STATED GOAL: Can you rescale the data below by writing out every line again, requests included, with each answer coordinate multiplied by 0.3 and rounded to a whole number (halves up)? Leave the numbers in the requests and their format samples unchanged.

EXCERPTED DATA:
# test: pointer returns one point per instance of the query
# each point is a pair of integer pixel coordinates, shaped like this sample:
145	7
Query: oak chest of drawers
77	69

RIGHT ANSWER:
# test: pointer returns one point per instance of the query
# each point is a pair of integer pixel coordinates, shaped like this sample:
145	7
Query: oak chest of drawers
23	21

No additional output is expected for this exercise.